[Directions] Each entry below is to be written out exactly, and the pictures are to be left out.

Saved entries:

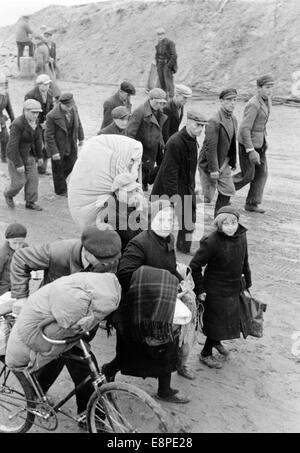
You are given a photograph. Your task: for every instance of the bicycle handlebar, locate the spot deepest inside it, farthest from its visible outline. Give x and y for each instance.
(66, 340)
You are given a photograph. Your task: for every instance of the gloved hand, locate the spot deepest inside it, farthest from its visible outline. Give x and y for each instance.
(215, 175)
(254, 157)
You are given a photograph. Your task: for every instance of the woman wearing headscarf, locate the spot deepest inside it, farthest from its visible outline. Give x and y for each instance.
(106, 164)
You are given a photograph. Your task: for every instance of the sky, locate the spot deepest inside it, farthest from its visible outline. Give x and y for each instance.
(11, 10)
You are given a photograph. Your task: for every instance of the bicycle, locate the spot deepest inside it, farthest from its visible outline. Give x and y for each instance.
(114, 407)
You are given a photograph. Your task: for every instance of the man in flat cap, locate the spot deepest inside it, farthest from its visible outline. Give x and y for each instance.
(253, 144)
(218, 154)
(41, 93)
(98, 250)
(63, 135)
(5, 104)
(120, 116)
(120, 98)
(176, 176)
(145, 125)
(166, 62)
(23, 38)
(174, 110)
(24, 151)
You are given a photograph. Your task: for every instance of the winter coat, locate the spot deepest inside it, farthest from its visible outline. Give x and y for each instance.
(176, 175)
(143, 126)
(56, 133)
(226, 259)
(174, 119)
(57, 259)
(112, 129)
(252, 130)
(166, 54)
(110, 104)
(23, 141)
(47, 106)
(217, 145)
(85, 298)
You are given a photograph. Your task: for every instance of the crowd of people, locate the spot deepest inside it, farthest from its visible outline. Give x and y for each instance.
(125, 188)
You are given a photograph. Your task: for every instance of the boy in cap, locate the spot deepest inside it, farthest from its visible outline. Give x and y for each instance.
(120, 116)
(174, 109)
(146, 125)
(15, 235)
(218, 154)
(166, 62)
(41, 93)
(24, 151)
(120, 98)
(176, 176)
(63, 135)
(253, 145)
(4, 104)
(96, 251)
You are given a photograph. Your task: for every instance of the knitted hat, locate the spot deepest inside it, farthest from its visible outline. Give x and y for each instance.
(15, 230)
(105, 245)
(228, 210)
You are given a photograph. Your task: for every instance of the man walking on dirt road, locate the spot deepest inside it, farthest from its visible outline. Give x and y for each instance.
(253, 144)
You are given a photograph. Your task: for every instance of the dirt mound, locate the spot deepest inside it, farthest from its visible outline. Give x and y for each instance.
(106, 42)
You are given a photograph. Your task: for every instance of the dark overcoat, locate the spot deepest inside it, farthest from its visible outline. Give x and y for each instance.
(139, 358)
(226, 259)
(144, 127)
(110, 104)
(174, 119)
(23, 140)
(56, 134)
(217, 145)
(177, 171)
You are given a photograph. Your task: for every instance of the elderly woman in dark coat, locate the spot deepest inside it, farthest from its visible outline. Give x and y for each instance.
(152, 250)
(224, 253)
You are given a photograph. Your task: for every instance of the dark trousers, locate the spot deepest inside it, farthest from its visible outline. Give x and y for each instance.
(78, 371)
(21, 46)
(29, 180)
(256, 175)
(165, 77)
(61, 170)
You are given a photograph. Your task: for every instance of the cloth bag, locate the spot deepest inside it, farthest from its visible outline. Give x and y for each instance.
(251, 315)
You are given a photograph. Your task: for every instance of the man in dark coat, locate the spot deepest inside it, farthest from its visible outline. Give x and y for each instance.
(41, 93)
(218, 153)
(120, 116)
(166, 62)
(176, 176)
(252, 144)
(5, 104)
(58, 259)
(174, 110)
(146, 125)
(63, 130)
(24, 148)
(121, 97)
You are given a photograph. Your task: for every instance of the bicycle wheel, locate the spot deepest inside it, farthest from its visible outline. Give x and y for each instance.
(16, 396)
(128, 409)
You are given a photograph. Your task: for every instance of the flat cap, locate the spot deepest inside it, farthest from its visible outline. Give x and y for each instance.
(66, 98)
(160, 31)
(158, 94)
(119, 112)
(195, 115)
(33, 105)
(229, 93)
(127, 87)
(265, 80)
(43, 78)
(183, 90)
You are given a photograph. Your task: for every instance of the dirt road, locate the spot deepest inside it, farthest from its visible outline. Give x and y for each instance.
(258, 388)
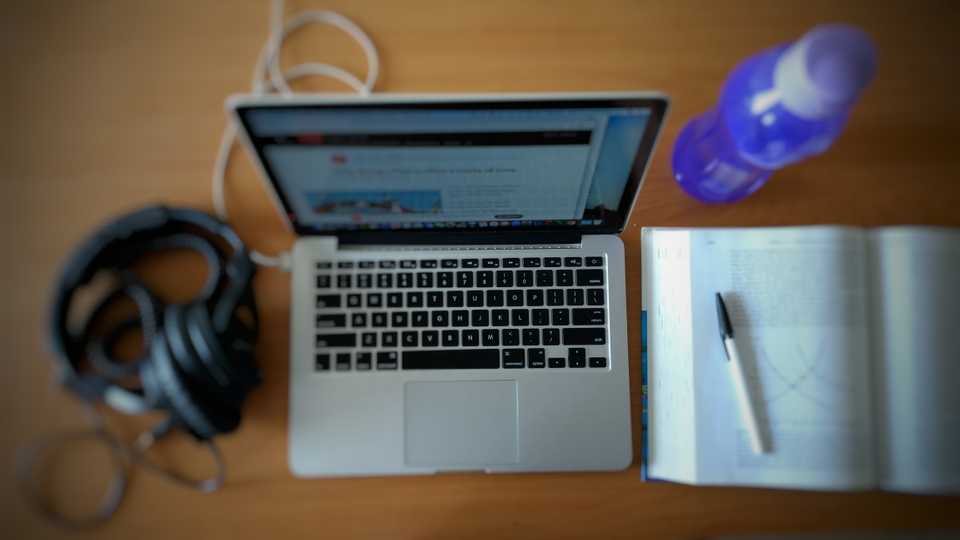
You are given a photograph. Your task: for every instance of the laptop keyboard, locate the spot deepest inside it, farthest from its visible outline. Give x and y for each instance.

[Result of this task]
You are given a photograph. Your task: for every instance of the bicycle handlebar, locate the spot deepest inside it, farthest from its visible outline. Give x and y for each instance.
(66, 340)
You are given a photograph. Your task: for every instance of the gloved hand, locate the spot deepest inside it, farthest from its visible outline. Give x and y for each instance.
(215, 175)
(254, 157)
You are given a photograph. Your task: for every instance of the woman wearing headscarf, locate the spot deepest inside it, farthest from its visible outline. Give x and y for each instance.
(106, 164)
You are given a photograph. Your task: for every instance of the sky, locate the spot deepest inside it, farthest from its visible outline. Give x and y for each instance.
(11, 10)
You are given a photograph. Your task: for every instance of the bicycle, locate the spot deepest inside it, farthest from its visible outline. Give x and y for each instance.
(114, 407)
You are given a photograph. Your task: for every instance of the man in flat cap, locate the spot deepest inside it, farthest from its visible outline. Give x and y for each instance.
(253, 144)
(218, 154)
(41, 93)
(98, 250)
(63, 135)
(5, 104)
(120, 116)
(120, 98)
(176, 176)
(145, 125)
(166, 62)
(23, 38)
(174, 110)
(24, 151)
You are given a photograph. Your task: for every instance of the winter coat, locate the spot deepest inside it, farthest from its visible outline. Give x and y for each instance.
(176, 175)
(143, 126)
(56, 133)
(226, 259)
(174, 119)
(57, 259)
(112, 129)
(252, 130)
(166, 54)
(110, 104)
(23, 141)
(47, 106)
(217, 145)
(85, 298)
You are given a photograph. Your task: for every instance of the crowd of people, locate the spot deepest inside it, farthest from its visible outline. Give x and y for each instance.
(125, 188)
You are given a photograph. Your task: for every instance of the boy in cap, locate the spot deepest inside it, farthest from its visible outline. Give x and y for each instance.
(120, 116)
(174, 109)
(146, 125)
(15, 235)
(218, 154)
(166, 62)
(41, 93)
(24, 151)
(120, 98)
(176, 176)
(63, 135)
(253, 145)
(4, 104)
(96, 251)
You are given a photograph. Your task: for every instance of the knitted hat, locate the spot deepest inside it, farthest from its visible outline. Give x and y for each instance.
(15, 230)
(105, 245)
(228, 210)
You are given a photograph. Your task: for every instance of the man walking on dirt road, locate the spot deepest inside it, farthest from its visible outline. Give x and y for each instance.
(253, 144)
You are given a photograph. Your task: for every instance of the dirt mound, locate the spot deepest inside it, farthest from its visible outline. Give x and y for each instance.
(106, 42)
You are given a photograph. Your task: for every instance of the dark overcoat, locate the spot deepest inside it, farthest from its visible outline. Give x and y for each instance.
(139, 358)
(226, 259)
(144, 127)
(110, 104)
(174, 119)
(23, 140)
(56, 134)
(217, 145)
(177, 171)
You are given a photograph. Your task: for every instance of the elderly woman in dark coat, locate the spot deepest inside it, farthest from its visible outline. Give x and y for each instance.
(152, 250)
(224, 253)
You are given a photograph. Your task: for every instance of the dark trousers, locate the spot deepest inside it, farthest from its visible outline. Give x and y for each instance.
(78, 371)
(21, 46)
(29, 180)
(256, 175)
(165, 77)
(61, 170)
You are given a photograph. Your task: for every instance of the cloth bag, locate the spot deepest inside it, farthest from its visible outline. Give x and y for each instance.
(251, 315)
You are given a photograph. Your task: for every instance of the man in dark coat, locate the spot deepest inside it, farthest from its visible outline. Give x and y for each instance.
(41, 93)
(218, 153)
(120, 116)
(166, 62)
(176, 176)
(252, 144)
(5, 104)
(58, 259)
(174, 110)
(146, 125)
(63, 130)
(24, 148)
(121, 97)
You are given a photograph. Your task: for every instance of the bicycle wheel, locate the spot deepest inside it, farthest from its visible outline. Give x and y for each instance.
(16, 396)
(128, 409)
You are given a photograph. Your task: for every instance of the flat cap, locate the spot deepest inside it, farthest from its visible outline. Give x and y for each instance.
(66, 98)
(160, 31)
(158, 94)
(119, 112)
(195, 115)
(33, 105)
(229, 93)
(127, 87)
(265, 80)
(43, 78)
(183, 90)
You are given a photograph. Your task: for every instance of the dirt road, locate the spot deepest inside it, farthest from its visible outline. Give x and y for each instance.
(258, 388)
You are given a photograph. Your task: for every instance of the laptop keyboard, locate the spot deepest inside it, farthest from its visible outline. Give x and y for each instance.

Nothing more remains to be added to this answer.